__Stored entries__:
+++

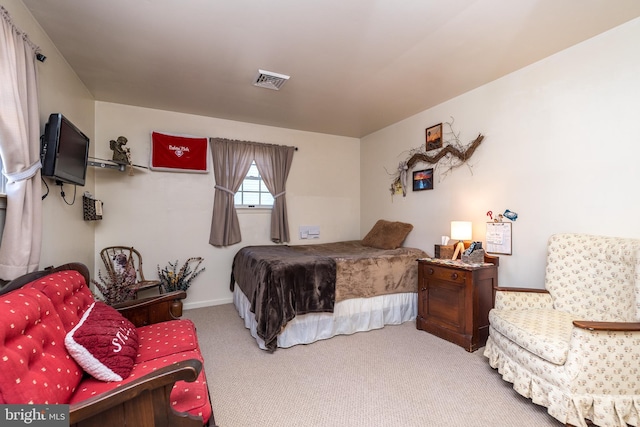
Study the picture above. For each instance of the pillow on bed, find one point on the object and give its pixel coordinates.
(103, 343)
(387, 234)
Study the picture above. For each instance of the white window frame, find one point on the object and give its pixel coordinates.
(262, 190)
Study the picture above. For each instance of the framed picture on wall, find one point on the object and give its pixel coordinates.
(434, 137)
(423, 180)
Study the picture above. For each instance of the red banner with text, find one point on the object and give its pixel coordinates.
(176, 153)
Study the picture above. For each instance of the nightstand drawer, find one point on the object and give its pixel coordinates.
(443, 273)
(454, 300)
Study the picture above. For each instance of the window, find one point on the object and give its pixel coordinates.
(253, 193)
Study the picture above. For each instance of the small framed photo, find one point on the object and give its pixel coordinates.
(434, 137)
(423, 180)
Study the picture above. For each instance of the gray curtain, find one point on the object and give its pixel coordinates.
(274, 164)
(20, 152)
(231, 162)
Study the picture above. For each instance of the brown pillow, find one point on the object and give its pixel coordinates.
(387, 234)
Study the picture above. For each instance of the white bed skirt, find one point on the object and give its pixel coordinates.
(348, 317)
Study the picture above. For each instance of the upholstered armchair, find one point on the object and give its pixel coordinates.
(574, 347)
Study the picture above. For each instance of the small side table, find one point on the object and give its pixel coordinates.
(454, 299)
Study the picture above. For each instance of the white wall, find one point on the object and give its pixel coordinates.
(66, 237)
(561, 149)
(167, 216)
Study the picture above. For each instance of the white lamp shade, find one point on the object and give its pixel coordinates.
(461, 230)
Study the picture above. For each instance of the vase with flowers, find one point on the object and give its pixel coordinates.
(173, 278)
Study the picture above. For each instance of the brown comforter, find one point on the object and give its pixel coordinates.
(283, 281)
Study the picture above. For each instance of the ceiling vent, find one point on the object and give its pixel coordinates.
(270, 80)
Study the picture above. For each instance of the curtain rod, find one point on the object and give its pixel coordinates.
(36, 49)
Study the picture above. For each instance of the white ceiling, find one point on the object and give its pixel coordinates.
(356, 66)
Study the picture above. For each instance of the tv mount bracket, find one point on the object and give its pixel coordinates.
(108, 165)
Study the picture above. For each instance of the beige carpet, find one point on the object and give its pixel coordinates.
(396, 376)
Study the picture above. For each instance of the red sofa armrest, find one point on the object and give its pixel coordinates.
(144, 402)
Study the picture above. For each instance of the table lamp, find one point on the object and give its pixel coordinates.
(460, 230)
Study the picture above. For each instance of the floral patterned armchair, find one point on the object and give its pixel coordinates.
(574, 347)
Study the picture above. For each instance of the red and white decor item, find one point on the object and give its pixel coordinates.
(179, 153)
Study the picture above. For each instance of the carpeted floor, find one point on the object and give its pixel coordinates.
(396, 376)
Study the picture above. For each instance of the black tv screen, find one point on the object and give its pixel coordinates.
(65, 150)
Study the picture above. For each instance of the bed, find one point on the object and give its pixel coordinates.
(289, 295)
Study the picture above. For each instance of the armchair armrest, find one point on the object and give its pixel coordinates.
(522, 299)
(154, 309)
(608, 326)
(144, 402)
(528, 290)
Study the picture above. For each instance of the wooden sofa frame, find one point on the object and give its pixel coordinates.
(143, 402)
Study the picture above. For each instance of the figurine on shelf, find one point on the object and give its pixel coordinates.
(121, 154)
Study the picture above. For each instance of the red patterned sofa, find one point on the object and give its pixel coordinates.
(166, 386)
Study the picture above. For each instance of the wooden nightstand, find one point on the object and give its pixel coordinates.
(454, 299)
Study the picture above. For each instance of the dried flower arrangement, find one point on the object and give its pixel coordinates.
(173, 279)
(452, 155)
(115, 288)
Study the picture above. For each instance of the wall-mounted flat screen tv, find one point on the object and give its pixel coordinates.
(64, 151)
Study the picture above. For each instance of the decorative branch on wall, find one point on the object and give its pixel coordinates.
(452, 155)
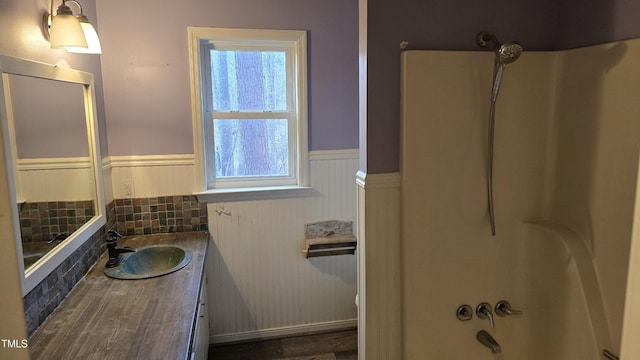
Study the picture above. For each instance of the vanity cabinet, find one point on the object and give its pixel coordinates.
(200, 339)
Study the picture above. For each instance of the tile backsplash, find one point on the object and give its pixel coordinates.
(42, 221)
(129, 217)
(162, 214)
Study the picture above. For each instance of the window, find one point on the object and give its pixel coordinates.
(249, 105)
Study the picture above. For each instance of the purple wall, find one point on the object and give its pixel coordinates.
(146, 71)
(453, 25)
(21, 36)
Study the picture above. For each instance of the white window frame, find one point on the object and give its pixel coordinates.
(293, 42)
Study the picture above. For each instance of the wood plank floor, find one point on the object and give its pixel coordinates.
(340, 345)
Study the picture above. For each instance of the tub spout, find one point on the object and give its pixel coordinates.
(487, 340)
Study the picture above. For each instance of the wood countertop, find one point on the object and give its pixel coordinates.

+++

__What is needed__: What is needed is an exact reprint of every entry, pictures excluded.

__Exercise result__:
Study the picture above. For each instance of the pillow on bed, find one point on the object and give its pixel coordinates.
(103, 343)
(387, 234)
Study the picture above. For each instance of the white window frame, find one point on the object and give its pixel coordinates.
(262, 190)
Study the picture above. For each instance of the framed picture on wall, find one point on the object and give its pixel coordinates.
(434, 137)
(423, 180)
Study the picture above. For each instance of the red banner with text, find one point on the object and give its pixel coordinates.
(176, 153)
Study the picture above. For each instance of the nightstand drawer, find one point on the object and give its pixel coordinates.
(443, 273)
(454, 300)
Study the picture above. For each instance of the window, find one point on the object and give its pixel coordinates.
(253, 193)
Study the picture above. For each instance of the small framed photo, find one point on the object and give its pixel coordinates.
(434, 137)
(423, 180)
Study the picture above. For each instance of the gray curtain, find one point on the object and give its pixel coordinates.
(274, 164)
(20, 152)
(231, 162)
Study the picture above. For each instance of the brown pillow, find one point on the object and give its pixel coordinates.
(387, 234)
Study the picture above. For each instance of the white bed skirt, find one point on the object and give its pixel coordinates.
(348, 317)
Study the picture above. For each instance of the upholstered armchair, find one point on the object and give its pixel coordinates.
(574, 347)
Study the picture above. For each instance of the small side table, find one point on the object and give its pixel coordinates.
(454, 299)
Study the picture above. For each instance of the white wall, find one point on the object and give its pixel coordinates.
(66, 237)
(561, 149)
(167, 216)
Study the picture above. For each instance of the white lamp shade, find one point on the object and give its pixel coordinates.
(461, 230)
Study the picture above. For each instance of the vase with flowers, find one point on the object and give its pixel coordinates.
(173, 278)
Study the picture above. For each instance of the brown comforter, find one point on the object and give its pixel coordinates.
(283, 281)
Study the picture above. For each instance of the ceiling vent, find one point on the object and give its pixel coordinates.
(270, 80)
Study the picture above. For each instance of the curtain rod, find one point on the object and give its pixel coordinates.
(36, 49)
Study the picture above. For each instance of the white ceiling, find one point on the object and give its pixel coordinates.
(356, 66)
Study the picture above. For each instance of the tv mount bracket, find one point on the object and give its pixel coordinates.
(108, 165)
Study the picture above. For each instance of the beige carpet, find one point on the object and give its pixel coordinates.
(396, 376)
Study the picture above. For each instance of the red sofa armrest, find one point on the object and give its pixel coordinates.
(144, 402)
Study the picture above. For each instance of the table lamp, find one point on the object and give its pixel coordinates.
(460, 230)
Study the picture above. For each instance of the floral patterned armchair, find one point on the object and give its pixel coordinates.
(574, 347)
Study the picture above. For each instance of the red and white decor item, find one point on the object and give its pixel coordinates.
(179, 153)
Study the picture above. For each instance of the carpeted floor, find one point on the object and give its pixel coordinates.
(396, 376)
Study the picture above. For each instance of the black tv screen, find one point on the object and give its pixel coordinates.
(65, 150)
Study the picture above. For each instance of the bed, find one point on the object and give its pixel coordinates.
(289, 295)
Study the picture above. For each instance of the armchair armrest, find one point on the object and give its pixel coordinates.
(522, 299)
(154, 309)
(608, 326)
(144, 402)
(528, 290)
Study the picture above. For each instance of the wooden sofa frame, find one point on the object and give its pixel coordinates.
(143, 402)
Study the picture above. For each instance of the figurine on shelf, find one point on the object and give its pixel coordinates.
(121, 154)
Study the picture above. For each instance of the red patterned sofa, find one point on the object and give its pixel coordinates.
(166, 386)
Study the picture above. For each instance of the wooden nightstand, find one point on the object and give its pixel coordinates.
(454, 299)
Study the picture above. For each instance of the dried flower arrangement, find one point on the object and give its pixel coordinates.
(173, 279)
(452, 155)
(115, 288)
Study the picture above. For each instance of the wall-mounted flat screen tv, find one point on the object and give its pixel coordinates.
(64, 151)
Study the picture above. For each instance of the decorative branch on wall, find one point on the object and give its pixel coordinates.
(452, 155)
Study the picture above. For each instance of the vanity cabinet, find one point on the object and give its pixel coordinates.
(200, 339)
Study the picture above. For each instance of the tile backsplash, find one point on the object and give its pixel coordinates.
(42, 221)
(129, 217)
(162, 214)
Study the picture above. For each instance of the window, find one point on the object and give its pixel coordinates.
(249, 105)
Study the picture above. For each instance of the purple wall, find one point on the object and give its pixel coordinates.
(146, 71)
(453, 25)
(21, 36)
Study the picture above. For each instance of the white window frame, find one point on the object and give its pixel coordinates.
(293, 42)
Study the picture above. For each instance of the wood plank floor, find one point on the object and give its pixel coordinates.
(340, 345)
Study the picture above. For each instance of the tub spout, find one point on the object and give its pixel coordinates.
(487, 340)
Study the picture above. For each instance of the wood countertop, find one point on the object and give its pixel coordinates.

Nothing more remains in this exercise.